Pumped Hydro Storage in Australia

Pumped Hydro Storage in Australia

12 Oct 2017, 1:10 PM - 2:30 PM

Room 219, Melbourne Convention & Exhibition Centre
English (Australia)


Chairperson: Prof Carol Boyle, Professor of Infrastructure Engineering Design, Head of Discipline, Civil and Water Engineering School of Engineering, Faculty of Science Engineering & Built Environment, Deakin University


Is pumped storage hydro the key to increasing renewables in Australia?

Richard Herweynen, Principal Consultant, Civil Engineering, Entura

Donald Vaughan, Principal Consultant, Primary Electrical Engineering, Entura  

Pumped storage hydropower is resurging in popularity across the globe as governments and utilities seek to ensure grid stability in markets with increasing penetration of renewables. With energy reliability a hot topic in Australia, eyes are now turning to pumped storage hydropower.

Entura led the bankable feasibility study into the 250 MW Kidston pumped storage hydropower project in Queensland, which was deemed to be technically and commercially feasible. Richard Herweynen, Principal Consultant Civil Engineering, and Donald Vaughan, Principal Consultant Primary Electrical Engineering, will provide an overview and discuss:

•What is the importance of pump storage for peaking power, balancing the fluctuations in renewables, and providing stability to the grid?

[Dataset excerpt]
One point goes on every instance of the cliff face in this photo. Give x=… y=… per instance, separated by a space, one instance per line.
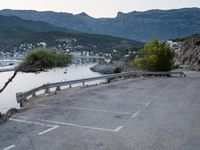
x=188 y=53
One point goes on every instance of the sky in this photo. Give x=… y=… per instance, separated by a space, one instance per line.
x=96 y=8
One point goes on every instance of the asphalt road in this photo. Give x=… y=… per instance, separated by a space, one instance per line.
x=135 y=114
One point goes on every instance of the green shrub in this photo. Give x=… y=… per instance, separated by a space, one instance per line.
x=155 y=57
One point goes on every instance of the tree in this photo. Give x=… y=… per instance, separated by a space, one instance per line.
x=40 y=59
x=155 y=56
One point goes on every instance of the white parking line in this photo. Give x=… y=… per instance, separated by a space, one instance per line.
x=147 y=104
x=135 y=114
x=48 y=130
x=118 y=128
x=36 y=123
x=9 y=147
x=80 y=126
x=91 y=109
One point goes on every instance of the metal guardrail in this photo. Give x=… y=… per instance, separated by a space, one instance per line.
x=22 y=96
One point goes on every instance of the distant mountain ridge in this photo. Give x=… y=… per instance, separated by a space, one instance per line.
x=15 y=31
x=142 y=26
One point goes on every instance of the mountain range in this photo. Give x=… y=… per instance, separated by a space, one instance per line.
x=141 y=26
x=15 y=31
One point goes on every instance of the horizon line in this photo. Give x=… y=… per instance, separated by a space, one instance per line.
x=74 y=14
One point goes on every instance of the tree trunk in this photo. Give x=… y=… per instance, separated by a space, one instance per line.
x=9 y=80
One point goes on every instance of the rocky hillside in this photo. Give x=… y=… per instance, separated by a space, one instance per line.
x=141 y=26
x=15 y=31
x=188 y=53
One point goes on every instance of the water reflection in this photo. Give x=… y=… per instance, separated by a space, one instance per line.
x=24 y=81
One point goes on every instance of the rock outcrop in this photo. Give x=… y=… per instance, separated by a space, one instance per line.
x=188 y=53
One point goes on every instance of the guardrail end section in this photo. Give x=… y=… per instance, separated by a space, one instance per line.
x=20 y=98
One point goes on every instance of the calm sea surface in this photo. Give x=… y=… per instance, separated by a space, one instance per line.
x=26 y=81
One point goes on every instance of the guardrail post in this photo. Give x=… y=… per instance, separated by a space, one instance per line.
x=58 y=88
x=34 y=95
x=47 y=91
x=20 y=98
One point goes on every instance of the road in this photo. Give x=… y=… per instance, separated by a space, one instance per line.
x=135 y=114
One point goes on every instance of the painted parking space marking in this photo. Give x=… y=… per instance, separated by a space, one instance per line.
x=148 y=103
x=48 y=130
x=9 y=147
x=91 y=109
x=82 y=126
x=52 y=127
x=135 y=114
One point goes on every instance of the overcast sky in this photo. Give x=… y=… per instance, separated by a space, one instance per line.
x=97 y=8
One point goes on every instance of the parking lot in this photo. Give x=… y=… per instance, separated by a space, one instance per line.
x=135 y=114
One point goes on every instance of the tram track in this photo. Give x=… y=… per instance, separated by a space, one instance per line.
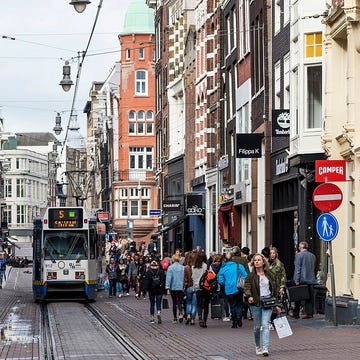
x=132 y=349
x=47 y=342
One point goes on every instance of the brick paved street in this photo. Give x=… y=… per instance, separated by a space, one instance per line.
x=314 y=338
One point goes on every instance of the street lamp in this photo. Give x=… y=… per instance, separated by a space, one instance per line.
x=79 y=5
x=66 y=82
x=57 y=128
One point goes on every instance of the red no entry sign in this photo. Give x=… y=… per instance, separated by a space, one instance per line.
x=327 y=197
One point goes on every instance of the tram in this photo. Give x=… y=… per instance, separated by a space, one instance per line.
x=66 y=255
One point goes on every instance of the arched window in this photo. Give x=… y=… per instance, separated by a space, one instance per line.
x=141 y=120
x=141 y=86
x=132 y=122
x=149 y=122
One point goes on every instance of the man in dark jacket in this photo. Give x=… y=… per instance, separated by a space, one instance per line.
x=304 y=273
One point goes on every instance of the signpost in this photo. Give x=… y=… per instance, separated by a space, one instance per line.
x=327 y=197
x=327 y=227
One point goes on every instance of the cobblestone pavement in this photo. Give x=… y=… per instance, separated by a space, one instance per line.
x=313 y=338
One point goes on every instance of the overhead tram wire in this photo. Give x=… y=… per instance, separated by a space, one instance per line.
x=79 y=73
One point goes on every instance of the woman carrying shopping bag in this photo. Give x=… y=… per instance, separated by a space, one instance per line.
x=259 y=288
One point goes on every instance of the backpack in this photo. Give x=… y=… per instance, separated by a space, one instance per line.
x=208 y=281
x=156 y=282
x=165 y=264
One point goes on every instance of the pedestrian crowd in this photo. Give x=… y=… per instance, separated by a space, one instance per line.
x=201 y=287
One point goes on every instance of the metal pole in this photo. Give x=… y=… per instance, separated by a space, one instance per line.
x=332 y=276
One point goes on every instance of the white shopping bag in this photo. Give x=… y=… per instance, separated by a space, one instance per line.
x=282 y=327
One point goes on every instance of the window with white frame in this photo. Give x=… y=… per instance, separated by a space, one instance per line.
x=140 y=124
x=228 y=25
x=7 y=214
x=124 y=208
x=20 y=214
x=141 y=86
x=277 y=17
x=286 y=11
x=8 y=188
x=21 y=164
x=132 y=122
x=20 y=188
x=149 y=122
x=134 y=208
x=127 y=54
x=234 y=30
x=141 y=157
x=277 y=84
x=314 y=96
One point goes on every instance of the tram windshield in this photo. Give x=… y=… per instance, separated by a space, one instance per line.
x=61 y=245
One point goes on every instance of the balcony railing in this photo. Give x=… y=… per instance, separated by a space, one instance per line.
x=134 y=175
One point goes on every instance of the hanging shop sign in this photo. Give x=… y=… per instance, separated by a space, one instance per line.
x=281 y=122
x=330 y=170
x=248 y=145
x=194 y=204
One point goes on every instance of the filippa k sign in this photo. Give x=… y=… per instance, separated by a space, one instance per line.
x=330 y=170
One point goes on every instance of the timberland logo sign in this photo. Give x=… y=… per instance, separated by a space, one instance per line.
x=248 y=145
x=330 y=170
x=281 y=122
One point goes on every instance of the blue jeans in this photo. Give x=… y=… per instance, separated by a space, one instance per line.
x=261 y=318
x=158 y=299
x=191 y=303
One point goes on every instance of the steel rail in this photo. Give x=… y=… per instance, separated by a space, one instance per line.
x=132 y=349
x=46 y=341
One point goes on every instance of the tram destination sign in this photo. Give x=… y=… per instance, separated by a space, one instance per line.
x=65 y=218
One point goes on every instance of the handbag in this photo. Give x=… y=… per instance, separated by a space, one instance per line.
x=269 y=302
x=282 y=327
x=165 y=304
x=240 y=283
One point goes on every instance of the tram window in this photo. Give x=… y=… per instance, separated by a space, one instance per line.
x=65 y=245
x=92 y=237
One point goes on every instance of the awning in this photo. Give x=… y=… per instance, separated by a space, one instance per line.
x=174 y=224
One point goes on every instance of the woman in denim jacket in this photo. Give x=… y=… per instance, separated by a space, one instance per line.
x=258 y=285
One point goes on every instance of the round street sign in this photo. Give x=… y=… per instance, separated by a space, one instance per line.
x=327 y=197
x=327 y=226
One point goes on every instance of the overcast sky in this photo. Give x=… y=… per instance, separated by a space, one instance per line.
x=47 y=32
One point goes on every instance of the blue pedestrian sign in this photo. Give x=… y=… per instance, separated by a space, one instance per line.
x=155 y=212
x=327 y=226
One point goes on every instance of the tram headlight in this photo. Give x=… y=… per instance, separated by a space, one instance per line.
x=80 y=275
x=52 y=275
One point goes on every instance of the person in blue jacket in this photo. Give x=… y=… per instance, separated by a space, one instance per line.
x=175 y=286
x=228 y=275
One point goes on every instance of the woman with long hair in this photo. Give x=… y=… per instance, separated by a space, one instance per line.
x=190 y=295
x=259 y=285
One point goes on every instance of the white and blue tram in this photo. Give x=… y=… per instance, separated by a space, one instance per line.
x=67 y=255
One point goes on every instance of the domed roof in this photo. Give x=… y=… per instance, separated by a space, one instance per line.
x=139 y=18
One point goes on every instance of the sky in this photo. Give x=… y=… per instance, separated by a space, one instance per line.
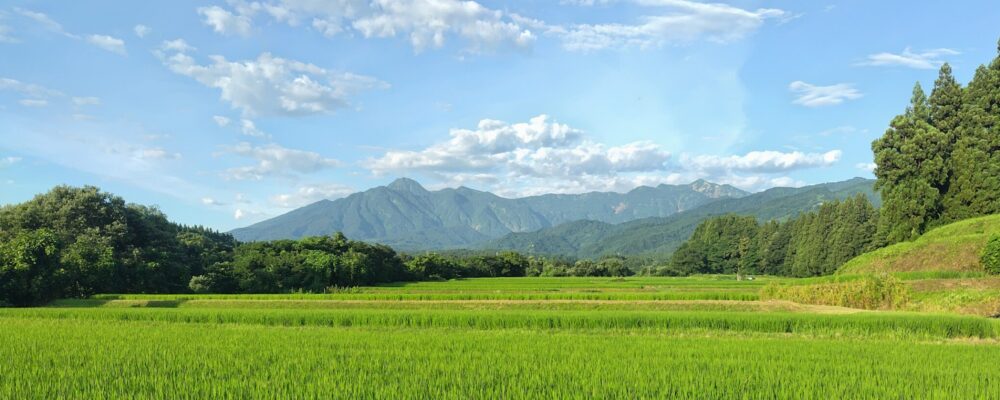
x=225 y=113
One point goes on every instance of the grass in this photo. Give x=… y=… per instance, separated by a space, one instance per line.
x=953 y=247
x=501 y=338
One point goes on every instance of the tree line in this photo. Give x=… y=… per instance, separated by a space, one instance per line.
x=814 y=243
x=76 y=242
x=939 y=161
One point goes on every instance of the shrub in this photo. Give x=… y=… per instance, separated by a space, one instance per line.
x=877 y=291
x=991 y=256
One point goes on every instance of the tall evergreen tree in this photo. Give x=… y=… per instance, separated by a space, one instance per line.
x=975 y=186
x=911 y=172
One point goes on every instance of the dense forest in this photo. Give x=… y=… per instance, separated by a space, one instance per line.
x=814 y=243
x=939 y=161
x=75 y=242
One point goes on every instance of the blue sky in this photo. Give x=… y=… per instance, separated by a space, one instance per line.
x=225 y=113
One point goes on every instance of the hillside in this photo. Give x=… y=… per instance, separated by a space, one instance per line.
x=661 y=236
x=406 y=216
x=953 y=247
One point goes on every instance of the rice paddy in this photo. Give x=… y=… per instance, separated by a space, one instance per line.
x=698 y=337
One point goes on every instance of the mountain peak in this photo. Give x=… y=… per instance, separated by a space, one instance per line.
x=406 y=185
x=716 y=190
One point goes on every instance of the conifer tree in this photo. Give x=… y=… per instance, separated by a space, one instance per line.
x=910 y=172
x=974 y=188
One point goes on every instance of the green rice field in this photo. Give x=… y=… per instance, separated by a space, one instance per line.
x=695 y=337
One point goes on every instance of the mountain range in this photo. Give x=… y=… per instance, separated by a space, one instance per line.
x=644 y=221
x=407 y=216
x=660 y=236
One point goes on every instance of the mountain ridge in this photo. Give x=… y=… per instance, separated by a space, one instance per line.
x=406 y=215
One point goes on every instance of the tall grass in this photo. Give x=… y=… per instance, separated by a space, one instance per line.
x=155 y=360
x=872 y=292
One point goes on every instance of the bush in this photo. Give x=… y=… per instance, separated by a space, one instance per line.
x=873 y=292
x=991 y=256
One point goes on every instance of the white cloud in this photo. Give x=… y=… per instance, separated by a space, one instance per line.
x=112 y=44
x=816 y=96
x=177 y=45
x=8 y=161
x=869 y=167
x=34 y=102
x=86 y=101
x=250 y=129
x=275 y=160
x=270 y=85
x=425 y=23
x=309 y=194
x=928 y=59
x=682 y=22
x=763 y=161
x=105 y=42
x=208 y=201
x=43 y=20
x=224 y=22
x=140 y=153
x=5 y=36
x=28 y=89
x=253 y=215
x=543 y=156
x=142 y=30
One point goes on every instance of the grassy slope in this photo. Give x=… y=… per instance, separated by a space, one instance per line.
x=941 y=268
x=954 y=247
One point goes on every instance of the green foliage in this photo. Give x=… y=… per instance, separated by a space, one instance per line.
x=660 y=237
x=956 y=247
x=991 y=256
x=814 y=243
x=873 y=292
x=410 y=218
x=939 y=161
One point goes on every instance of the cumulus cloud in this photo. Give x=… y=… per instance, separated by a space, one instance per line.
x=269 y=85
x=810 y=95
x=868 y=167
x=41 y=96
x=208 y=201
x=141 y=30
x=8 y=161
x=5 y=36
x=86 y=101
x=109 y=43
x=675 y=22
x=927 y=59
x=34 y=102
x=275 y=160
x=764 y=161
x=250 y=129
x=140 y=153
x=28 y=89
x=425 y=23
x=224 y=22
x=42 y=20
x=537 y=147
x=309 y=194
x=544 y=156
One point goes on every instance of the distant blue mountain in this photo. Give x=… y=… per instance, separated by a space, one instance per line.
x=405 y=215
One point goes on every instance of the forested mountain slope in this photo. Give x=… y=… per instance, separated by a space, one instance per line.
x=661 y=236
x=407 y=216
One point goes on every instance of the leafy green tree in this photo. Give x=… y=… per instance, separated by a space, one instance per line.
x=30 y=273
x=974 y=189
x=991 y=256
x=911 y=172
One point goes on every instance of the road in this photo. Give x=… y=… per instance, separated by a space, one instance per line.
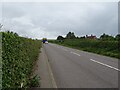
x=73 y=68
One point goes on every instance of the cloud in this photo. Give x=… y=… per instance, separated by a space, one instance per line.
x=38 y=20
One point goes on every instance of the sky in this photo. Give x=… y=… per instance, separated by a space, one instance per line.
x=51 y=19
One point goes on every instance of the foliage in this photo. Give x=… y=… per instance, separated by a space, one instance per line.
x=19 y=55
x=34 y=81
x=106 y=37
x=60 y=38
x=109 y=47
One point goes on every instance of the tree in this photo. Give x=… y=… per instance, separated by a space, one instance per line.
x=117 y=37
x=106 y=37
x=1 y=26
x=60 y=38
x=70 y=35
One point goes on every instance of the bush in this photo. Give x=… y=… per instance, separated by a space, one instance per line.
x=104 y=47
x=19 y=55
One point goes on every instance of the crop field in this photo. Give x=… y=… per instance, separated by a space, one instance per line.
x=18 y=57
x=108 y=47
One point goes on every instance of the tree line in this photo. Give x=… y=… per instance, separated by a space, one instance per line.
x=104 y=36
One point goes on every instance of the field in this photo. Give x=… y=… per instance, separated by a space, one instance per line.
x=18 y=57
x=104 y=47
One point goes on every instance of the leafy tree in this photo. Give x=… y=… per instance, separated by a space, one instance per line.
x=70 y=35
x=106 y=37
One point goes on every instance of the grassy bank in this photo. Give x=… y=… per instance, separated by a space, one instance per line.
x=108 y=47
x=18 y=57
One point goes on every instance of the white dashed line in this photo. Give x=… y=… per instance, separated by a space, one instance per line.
x=105 y=65
x=75 y=53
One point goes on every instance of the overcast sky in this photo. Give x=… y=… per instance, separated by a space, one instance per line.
x=50 y=19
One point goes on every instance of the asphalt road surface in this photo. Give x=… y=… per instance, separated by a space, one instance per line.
x=78 y=69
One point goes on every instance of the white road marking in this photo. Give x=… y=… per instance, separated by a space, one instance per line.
x=105 y=65
x=75 y=53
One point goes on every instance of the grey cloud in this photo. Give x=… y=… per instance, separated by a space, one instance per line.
x=53 y=19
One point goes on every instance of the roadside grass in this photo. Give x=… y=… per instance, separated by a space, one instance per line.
x=18 y=57
x=107 y=48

## Problems to work on
a - Using the pumped hydro session listing, decide whether each statement agrees with it. Answer yes or no for each, and quote the words that settle it. (i) The session took place in Room 219 of the Melbourne Convention & Exhibition Centre. (ii) The Kidston project has a capacity of 500 MW. (iii) Entura's study found the Kidston project technically feasible but not commercially feasible.
b - Write the next part of the pumped hydro session listing, starting after its last bullet point.

## Task answers
a -
(i) Yes: "Room 219, Melbourne Convention & Exhibition Centre"
(ii) No: "the 250 MW Kidston pumped storage hydropower project in Queensland"
(iii) No: "which was deemed to be technically and commercially feasible"

b -
•What are the barriers to developing more Australian pumped storage hydropower projects? What has been holding it back? 

•The Kidston pumped storage hydro project:  addressing key risks and optimising design  


•Batteries vs pumped storage: a place for both?


A proposed seawater pumped hydro energy storage project for South Australia

Kevin Lanigan, Leader Narrabri, EnergyAustralia

As the transition to more renewable sources of electricity generation continues across Australia, the need for large-scale energy storage in stabilising grid supply is becoming increasingly clear.  This is most obvious (and most urgent) in South Australia, where the combined total of intermittent wind and solar electricity generation is at global highs.

Pumped hydroelectricity energy storage (PHES) is a long-proven and extensively utilised means of providing energy security and stability in electricity markets worldwide, with substantial supply longevity and cost advantages over batteries.  While only a few PHES schemes have been built in Australia to date, several new projects are now being contemplated, almost all using freshwater.  However, in a relatively dry region such as South Australia, a consortium comprising EnergyAustralia, Arup and the Melbourne Energy Institute, with funding support from ARENA, has investigated the feasibility of building a seawater PHES facility, which has only been done once before in the world.

This presentation will give an overview of the proposed project.


Pumped Hydro  - Re-Thinking the Battery Storage system

Andrew Thaler, Thinkerer, Singleton Solar

PPump-Hydro is certainly viable, in particular with small-hydro as a way to take the next step in the 'solar revolution'.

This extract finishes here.